§ Objective
Could you rename "grass lawn" to "lawn" in the stretch from the line containing "Where can you see the black banner?" through the line containing "<point>533,207</point>", and return only those lines with everything else left unchanged?

§ Source material
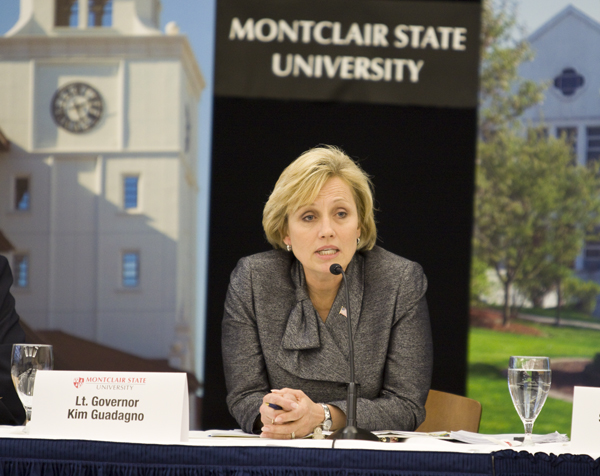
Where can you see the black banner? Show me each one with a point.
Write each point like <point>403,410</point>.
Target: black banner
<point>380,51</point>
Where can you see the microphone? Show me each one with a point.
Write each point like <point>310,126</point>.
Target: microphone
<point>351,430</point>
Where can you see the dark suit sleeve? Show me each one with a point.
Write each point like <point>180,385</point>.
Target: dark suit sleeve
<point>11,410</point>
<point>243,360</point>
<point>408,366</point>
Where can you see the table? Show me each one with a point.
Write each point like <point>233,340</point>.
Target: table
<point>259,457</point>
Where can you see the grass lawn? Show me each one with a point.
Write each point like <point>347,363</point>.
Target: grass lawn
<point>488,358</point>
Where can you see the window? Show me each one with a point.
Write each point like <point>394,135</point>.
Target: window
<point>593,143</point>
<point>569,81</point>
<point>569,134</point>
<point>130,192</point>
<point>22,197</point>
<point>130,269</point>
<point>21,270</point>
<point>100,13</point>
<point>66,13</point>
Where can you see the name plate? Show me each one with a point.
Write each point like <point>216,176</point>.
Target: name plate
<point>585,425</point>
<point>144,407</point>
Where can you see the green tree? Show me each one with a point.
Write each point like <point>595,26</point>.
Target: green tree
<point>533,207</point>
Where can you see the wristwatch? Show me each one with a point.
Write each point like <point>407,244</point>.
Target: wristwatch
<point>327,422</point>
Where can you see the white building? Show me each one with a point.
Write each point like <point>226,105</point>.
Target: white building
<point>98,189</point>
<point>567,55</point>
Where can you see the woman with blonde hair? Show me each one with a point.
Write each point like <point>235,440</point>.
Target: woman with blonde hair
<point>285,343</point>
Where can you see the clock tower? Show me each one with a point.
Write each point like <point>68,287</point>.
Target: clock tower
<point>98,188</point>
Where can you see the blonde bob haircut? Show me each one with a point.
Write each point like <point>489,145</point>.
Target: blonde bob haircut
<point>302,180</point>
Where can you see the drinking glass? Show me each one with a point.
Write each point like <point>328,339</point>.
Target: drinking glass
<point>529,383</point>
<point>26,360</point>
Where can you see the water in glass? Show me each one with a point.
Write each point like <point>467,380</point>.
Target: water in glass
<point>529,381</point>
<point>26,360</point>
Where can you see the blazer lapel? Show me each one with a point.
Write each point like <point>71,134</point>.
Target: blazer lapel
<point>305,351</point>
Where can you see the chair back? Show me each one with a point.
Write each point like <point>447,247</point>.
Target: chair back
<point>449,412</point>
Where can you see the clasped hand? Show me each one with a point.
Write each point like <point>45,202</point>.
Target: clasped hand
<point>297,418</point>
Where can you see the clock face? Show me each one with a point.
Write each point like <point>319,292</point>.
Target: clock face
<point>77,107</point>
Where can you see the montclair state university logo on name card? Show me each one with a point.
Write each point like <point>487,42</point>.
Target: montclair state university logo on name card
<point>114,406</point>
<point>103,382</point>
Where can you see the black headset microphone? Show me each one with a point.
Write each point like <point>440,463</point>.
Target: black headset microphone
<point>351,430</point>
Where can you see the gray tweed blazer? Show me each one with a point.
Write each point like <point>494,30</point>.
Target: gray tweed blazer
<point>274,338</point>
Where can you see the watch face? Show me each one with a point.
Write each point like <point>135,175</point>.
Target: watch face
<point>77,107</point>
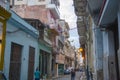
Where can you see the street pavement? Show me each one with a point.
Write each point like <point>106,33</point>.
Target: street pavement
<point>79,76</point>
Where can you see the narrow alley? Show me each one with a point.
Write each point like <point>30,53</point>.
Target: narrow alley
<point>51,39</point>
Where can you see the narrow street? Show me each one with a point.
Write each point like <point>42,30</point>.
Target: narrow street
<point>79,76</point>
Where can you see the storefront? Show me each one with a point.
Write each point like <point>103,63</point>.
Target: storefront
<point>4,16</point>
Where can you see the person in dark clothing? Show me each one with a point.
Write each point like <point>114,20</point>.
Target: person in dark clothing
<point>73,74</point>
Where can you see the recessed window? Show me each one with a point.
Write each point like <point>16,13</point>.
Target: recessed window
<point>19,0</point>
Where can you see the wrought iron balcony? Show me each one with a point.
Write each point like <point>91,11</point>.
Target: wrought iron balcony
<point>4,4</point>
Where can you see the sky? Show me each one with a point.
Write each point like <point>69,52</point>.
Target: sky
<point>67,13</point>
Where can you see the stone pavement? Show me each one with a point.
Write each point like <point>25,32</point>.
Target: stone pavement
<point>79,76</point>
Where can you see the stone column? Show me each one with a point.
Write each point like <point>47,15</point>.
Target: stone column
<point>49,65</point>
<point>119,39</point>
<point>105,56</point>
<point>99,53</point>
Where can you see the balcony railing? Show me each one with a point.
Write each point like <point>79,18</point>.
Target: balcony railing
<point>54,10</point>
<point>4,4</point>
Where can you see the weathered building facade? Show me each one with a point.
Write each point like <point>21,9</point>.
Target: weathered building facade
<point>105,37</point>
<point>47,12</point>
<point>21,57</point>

==

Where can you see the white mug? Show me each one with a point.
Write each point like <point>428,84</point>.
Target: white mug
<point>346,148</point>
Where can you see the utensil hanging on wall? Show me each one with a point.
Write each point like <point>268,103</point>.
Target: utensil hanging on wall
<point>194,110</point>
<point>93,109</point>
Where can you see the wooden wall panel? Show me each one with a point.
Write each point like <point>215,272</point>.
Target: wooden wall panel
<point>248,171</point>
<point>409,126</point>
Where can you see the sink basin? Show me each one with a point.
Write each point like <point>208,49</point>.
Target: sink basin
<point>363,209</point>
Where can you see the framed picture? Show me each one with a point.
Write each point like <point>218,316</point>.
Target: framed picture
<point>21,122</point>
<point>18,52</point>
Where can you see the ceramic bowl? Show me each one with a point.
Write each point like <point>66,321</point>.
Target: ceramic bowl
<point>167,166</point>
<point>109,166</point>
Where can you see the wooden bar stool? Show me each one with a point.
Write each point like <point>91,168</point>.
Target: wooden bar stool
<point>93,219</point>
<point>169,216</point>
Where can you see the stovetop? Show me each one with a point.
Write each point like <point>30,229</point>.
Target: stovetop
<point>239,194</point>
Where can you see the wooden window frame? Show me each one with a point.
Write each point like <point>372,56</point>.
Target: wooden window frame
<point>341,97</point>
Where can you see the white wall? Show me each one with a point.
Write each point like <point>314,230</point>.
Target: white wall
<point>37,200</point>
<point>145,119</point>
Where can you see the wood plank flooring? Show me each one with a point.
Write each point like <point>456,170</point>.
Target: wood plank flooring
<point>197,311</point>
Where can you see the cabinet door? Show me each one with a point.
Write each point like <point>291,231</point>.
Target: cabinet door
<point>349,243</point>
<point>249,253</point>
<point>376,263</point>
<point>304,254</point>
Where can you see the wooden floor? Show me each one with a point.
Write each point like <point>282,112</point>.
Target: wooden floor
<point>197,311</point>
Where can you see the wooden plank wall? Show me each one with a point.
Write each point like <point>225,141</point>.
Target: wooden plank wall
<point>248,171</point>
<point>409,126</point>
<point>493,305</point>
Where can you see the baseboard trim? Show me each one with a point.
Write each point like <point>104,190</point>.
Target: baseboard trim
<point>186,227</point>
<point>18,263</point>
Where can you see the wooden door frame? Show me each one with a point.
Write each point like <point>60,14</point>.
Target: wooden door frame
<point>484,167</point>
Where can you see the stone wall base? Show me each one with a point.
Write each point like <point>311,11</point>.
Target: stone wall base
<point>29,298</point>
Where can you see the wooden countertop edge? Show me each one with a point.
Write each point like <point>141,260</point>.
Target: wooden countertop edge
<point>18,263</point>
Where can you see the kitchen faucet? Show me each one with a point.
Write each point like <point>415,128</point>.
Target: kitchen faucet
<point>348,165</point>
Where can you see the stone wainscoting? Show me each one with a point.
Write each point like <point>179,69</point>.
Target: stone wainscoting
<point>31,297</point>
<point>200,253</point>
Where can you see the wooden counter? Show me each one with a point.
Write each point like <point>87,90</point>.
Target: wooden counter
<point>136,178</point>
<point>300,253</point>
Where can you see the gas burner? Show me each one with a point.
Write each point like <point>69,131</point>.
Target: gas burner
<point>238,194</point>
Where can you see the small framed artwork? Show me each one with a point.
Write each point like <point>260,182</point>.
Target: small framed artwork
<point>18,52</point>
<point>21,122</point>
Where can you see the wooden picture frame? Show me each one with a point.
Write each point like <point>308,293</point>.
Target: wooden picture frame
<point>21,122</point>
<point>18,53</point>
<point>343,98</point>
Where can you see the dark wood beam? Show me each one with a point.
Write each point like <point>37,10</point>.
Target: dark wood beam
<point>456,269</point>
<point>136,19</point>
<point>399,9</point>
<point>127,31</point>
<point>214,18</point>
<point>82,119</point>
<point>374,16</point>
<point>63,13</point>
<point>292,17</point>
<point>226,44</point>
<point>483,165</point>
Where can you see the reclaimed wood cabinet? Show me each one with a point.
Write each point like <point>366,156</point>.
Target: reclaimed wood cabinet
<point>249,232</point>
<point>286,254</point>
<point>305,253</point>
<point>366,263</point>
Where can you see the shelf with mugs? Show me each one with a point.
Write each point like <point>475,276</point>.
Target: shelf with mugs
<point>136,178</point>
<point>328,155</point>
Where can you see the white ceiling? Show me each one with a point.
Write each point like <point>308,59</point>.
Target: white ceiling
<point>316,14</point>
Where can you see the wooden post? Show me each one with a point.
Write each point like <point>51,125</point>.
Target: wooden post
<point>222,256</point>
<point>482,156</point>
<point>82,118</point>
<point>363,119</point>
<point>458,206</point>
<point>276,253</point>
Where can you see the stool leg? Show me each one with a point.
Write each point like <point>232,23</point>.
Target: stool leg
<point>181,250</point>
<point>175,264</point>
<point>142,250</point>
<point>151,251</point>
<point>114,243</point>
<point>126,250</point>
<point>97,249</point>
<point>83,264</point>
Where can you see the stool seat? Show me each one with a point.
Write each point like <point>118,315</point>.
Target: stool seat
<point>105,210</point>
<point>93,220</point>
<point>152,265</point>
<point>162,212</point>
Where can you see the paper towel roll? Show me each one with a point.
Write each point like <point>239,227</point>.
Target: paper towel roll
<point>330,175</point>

§ Exercise output
Where can you see the black banner? Show me each one with a point.
Write each point like <point>403,410</point>.
Target: black banner
<point>380,51</point>
Where can you see the microphone? Show me each one with a point.
Write each point like <point>310,126</point>.
Target: microphone
<point>351,430</point>
Where can you see the dark suit sleeve? Show me each one with a point.
Write each point like <point>180,385</point>.
Target: dark suit sleeve
<point>11,410</point>
<point>243,360</point>
<point>408,366</point>
Where can you see the table? Show me each one with a point.
Write each point like <point>233,340</point>.
Target: table
<point>259,457</point>
Where can you see the lawn? Show me each one with a point.
Write each point like <point>347,363</point>.
Target: lawn
<point>488,358</point>
Where can you see the window? Show me each one with a point.
Write each point like <point>394,135</point>.
Target: window
<point>593,143</point>
<point>569,81</point>
<point>569,134</point>
<point>130,192</point>
<point>22,197</point>
<point>130,269</point>
<point>21,270</point>
<point>100,13</point>
<point>66,13</point>
Where can you see the name plate? Show me each one with a point.
Write each point like <point>216,176</point>.
Target: name plate
<point>585,425</point>
<point>144,407</point>
Where can you see the green tree? Show me each one with a point.
Write each point like <point>595,26</point>.
Target: green tree
<point>533,207</point>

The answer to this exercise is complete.